- _Document text_:
..............................
CODEWITHSUNDEEP
rubyarraysenumerableloops
HectorOfTroy407
HectorOfTroy407

Reputation: 1917

Modify an Array in Place - Ruby

I'm wondering why the following will not modify the array in place.

I have this:

@card.map!.with_index {|value, key|  key.even? ? value*=2 : value}

Which just iterates over an array, and doubles the values for all even keys.

Then I do:

@card.join.split('').map!{|x| x.to_i}

Which joins the array into one huge number, splits them into individual numbers and then maps them back to integers in an array. The only real change from step one to step two is step one would look like a=[1,2,12] and step two would look like a=[1,2,1,2]. For the second step, even though I use .map! when I p @card it appears the exact same after the first step. I have to set the second step = to something if I want to move onward with they new array. Why is this? Does the .map! in the second step not modify the array in place? Or do the linking of methods negate my ability to do that? Cheers.

Upvotes: 3

Views: 4189

Answers (2)

spickermann
spickermann

Reputation: 107107

tldr: A method chain only modifies objects in place, if every single method in that chain is a modify-in-place method.
..............................
- _Data entries_:
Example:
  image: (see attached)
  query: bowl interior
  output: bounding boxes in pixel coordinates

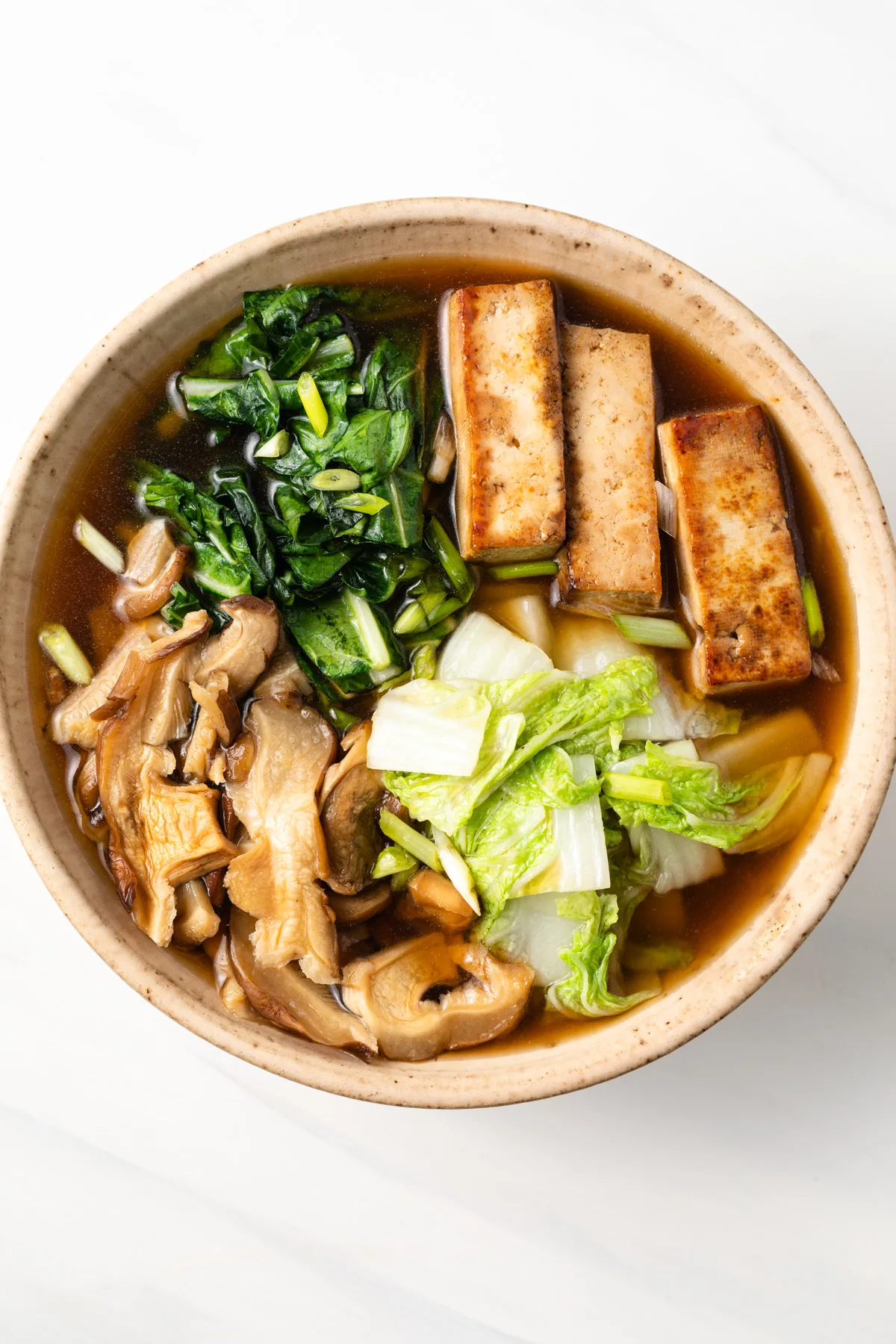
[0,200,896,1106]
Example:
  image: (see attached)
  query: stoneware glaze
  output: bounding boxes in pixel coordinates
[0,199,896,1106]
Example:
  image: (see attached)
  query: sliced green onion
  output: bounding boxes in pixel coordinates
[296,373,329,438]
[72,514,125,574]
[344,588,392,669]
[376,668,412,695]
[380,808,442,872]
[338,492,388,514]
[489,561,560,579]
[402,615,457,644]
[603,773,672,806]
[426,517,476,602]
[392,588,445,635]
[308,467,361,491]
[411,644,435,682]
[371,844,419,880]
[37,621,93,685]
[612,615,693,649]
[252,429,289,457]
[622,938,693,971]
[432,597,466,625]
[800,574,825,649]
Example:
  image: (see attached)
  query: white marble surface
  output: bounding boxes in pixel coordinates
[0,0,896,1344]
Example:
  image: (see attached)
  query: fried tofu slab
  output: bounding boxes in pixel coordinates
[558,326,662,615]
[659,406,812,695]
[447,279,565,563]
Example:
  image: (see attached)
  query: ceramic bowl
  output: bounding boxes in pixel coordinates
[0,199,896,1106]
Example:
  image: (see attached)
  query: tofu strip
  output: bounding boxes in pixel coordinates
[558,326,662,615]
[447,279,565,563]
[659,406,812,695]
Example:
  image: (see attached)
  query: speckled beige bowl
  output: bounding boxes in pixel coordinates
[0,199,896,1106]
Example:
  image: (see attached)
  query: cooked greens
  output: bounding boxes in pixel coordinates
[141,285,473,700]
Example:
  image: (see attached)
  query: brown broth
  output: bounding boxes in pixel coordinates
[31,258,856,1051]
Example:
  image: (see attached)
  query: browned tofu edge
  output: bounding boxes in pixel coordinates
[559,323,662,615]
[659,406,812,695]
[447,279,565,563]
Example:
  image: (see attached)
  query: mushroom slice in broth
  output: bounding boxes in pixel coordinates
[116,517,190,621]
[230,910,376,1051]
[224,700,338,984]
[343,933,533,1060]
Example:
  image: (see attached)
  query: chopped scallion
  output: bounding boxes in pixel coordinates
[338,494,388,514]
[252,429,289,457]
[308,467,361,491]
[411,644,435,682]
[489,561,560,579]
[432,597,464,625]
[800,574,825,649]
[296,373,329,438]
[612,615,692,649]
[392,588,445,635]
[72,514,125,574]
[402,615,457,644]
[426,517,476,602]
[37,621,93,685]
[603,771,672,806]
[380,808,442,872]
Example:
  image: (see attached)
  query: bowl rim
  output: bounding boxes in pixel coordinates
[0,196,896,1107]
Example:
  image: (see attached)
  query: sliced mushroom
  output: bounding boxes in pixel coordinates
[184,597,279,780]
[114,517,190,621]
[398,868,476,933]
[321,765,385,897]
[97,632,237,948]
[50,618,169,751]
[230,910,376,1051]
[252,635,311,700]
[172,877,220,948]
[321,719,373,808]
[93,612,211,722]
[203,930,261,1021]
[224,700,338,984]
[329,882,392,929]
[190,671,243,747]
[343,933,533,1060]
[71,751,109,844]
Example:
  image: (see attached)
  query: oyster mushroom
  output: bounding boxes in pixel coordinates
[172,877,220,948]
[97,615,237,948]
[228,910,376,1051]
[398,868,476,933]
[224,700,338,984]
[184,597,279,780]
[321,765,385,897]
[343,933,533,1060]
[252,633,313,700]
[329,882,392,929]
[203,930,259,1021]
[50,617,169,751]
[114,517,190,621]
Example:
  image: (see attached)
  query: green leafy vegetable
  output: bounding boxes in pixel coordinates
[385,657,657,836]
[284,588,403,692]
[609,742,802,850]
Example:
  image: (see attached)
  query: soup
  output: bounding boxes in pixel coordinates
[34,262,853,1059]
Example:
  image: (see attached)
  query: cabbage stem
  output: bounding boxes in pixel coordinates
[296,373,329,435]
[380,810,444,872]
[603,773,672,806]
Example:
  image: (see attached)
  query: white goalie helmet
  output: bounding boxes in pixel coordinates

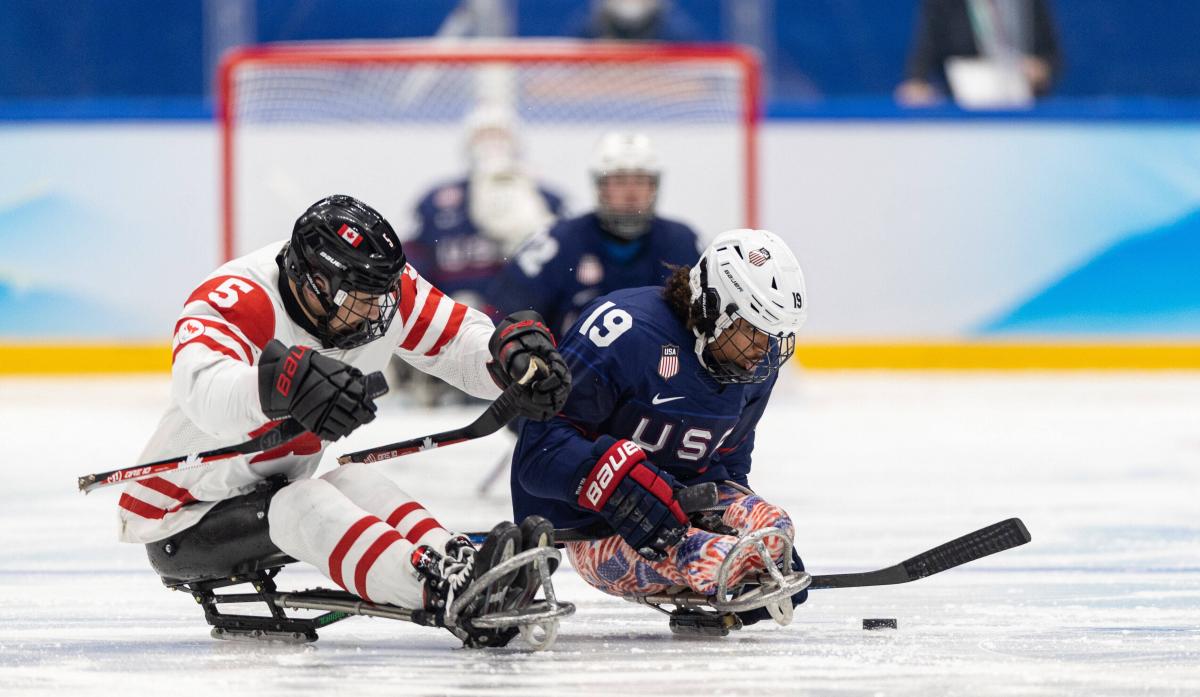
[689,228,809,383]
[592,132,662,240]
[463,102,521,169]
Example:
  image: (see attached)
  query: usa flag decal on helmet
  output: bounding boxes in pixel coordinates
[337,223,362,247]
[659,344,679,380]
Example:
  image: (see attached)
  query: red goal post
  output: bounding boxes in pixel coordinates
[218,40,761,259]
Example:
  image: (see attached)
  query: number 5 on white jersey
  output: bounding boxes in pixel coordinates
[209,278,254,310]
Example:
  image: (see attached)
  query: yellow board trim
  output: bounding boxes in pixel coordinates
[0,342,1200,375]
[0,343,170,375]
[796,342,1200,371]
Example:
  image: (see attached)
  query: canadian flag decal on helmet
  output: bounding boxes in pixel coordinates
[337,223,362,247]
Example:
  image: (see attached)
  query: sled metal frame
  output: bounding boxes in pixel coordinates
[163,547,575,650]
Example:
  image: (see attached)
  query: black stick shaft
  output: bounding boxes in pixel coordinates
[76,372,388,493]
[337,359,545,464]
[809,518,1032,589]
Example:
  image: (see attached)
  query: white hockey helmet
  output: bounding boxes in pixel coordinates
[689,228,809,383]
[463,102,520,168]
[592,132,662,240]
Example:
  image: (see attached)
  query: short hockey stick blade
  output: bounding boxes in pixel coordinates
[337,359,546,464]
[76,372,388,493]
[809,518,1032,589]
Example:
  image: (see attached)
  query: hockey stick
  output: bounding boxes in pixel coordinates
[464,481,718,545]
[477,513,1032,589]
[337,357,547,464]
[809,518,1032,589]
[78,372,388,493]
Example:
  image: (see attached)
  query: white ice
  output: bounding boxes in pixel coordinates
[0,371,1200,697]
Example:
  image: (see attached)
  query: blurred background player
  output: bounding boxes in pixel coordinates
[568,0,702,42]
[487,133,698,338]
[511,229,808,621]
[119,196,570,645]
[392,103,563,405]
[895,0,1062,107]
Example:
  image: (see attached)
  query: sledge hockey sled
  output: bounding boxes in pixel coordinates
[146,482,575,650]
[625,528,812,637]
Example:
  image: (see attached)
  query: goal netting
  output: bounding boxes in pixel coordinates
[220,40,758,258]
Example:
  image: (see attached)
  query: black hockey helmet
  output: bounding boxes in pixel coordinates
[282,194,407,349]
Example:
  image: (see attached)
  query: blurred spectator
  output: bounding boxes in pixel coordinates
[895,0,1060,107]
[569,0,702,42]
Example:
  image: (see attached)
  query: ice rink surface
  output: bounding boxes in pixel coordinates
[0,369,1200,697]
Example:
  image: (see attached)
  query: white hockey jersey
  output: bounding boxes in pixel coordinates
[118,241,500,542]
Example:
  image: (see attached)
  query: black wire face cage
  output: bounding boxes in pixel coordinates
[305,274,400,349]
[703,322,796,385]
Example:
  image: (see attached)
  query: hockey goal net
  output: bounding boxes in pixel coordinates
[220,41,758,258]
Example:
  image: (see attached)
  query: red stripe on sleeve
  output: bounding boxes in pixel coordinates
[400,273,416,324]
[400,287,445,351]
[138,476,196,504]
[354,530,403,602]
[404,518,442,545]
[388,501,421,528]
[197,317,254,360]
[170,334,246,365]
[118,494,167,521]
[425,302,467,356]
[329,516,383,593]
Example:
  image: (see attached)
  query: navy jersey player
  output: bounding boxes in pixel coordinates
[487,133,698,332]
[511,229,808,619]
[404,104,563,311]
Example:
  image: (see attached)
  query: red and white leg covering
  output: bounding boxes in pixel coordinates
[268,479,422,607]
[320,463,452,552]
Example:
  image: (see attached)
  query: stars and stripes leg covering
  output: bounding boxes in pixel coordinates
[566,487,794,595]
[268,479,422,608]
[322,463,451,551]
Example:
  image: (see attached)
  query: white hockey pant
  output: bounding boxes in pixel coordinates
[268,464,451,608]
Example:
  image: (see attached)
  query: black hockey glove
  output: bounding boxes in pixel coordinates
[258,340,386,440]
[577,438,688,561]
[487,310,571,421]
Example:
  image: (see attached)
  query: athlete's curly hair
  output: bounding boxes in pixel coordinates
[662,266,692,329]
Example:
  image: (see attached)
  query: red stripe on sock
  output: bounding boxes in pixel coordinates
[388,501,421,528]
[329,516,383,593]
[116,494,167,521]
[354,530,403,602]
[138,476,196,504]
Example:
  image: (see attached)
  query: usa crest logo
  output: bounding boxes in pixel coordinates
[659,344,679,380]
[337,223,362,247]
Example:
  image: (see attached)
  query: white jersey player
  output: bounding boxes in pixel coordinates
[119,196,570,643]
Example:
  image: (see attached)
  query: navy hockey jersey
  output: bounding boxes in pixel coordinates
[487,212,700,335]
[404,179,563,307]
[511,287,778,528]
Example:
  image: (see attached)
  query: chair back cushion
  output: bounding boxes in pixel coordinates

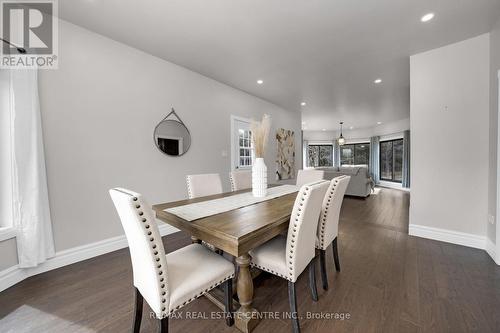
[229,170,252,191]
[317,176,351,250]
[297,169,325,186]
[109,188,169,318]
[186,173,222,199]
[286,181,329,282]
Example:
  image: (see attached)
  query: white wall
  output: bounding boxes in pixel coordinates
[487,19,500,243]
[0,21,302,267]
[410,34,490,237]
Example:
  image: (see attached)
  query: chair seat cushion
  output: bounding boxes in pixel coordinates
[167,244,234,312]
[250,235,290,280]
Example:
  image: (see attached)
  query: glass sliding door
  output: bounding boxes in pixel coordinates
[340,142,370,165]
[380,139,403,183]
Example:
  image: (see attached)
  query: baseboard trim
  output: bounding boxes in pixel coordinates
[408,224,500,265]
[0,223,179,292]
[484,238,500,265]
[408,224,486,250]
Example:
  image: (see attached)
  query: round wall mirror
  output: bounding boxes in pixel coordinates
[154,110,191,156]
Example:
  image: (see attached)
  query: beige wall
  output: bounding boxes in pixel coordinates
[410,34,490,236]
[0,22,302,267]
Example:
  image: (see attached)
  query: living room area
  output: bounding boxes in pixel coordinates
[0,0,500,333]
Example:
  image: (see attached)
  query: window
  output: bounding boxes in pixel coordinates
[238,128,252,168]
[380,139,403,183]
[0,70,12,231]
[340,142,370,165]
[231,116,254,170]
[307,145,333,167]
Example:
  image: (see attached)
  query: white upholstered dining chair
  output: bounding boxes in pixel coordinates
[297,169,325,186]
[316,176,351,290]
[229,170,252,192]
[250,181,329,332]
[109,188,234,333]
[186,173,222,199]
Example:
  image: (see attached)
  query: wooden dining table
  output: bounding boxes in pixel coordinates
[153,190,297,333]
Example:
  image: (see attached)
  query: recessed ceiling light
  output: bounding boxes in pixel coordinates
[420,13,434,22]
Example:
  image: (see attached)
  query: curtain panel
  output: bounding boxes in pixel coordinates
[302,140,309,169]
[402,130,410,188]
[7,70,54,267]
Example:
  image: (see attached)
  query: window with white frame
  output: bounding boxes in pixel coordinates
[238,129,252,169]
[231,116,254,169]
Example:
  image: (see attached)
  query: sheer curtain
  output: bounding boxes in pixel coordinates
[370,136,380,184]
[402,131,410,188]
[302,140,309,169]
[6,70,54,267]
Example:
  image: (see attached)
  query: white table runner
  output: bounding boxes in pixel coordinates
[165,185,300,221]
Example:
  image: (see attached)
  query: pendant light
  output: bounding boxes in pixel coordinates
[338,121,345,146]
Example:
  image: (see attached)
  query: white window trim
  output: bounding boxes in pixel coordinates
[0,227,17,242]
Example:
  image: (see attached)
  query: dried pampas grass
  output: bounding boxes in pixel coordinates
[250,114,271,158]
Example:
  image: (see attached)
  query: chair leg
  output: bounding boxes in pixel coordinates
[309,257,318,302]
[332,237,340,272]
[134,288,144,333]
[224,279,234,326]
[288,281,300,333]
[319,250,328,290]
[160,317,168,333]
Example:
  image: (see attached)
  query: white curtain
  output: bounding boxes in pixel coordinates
..............................
Carry on the Ruby thread about modifying an array in place, picking up right after its last sentence.

- _Reply to the task_:
The important difference in the case is the first method you call on your object. Your first example calls map! that this a methods that modifies the array in place. with_index is not important in this example, it just changes the behavior of the map!.

Your second example calls join on your array. join does not change the array in place, but it returns a totally different object: A string. Then you split the string, which creates a new array and the following map! modifies the new array in place.

So in your second example you need to assign the result to your variable again:

@card = @card.join.split('').map{ |x| x.to_i }

There might be other ways to calculate the desired result. But since you did not provide input and output examples, it is unclear what you're trying to achieve.

Upvotes: 2

7stud
7stud

Reputation: 48649

Does the .map! in the second step not modify the array in place?

Yes, it does, however the array it modifies is not @card. The split() method returns a new array, i.e. one that is not @card, and map! modifies the new array in place.

Check this out:

tap{|x|...} → x
Yields [the receiver] to the block, and then returns [the receiver]. 
The primary purpose of this method is to “tap into” a method chain, 
in order to perform operations on intermediate results within the chain.  

@card = ['a', 'b', 'c']
puts @card.object_id

@card.join.split('').tap{|arr| puts arr.object_id}.map{ |x| x.to_i }  #arr is whatever split() returns

--output:--
2156361580
2156361380

Every object in a ruby program has a unique object_id.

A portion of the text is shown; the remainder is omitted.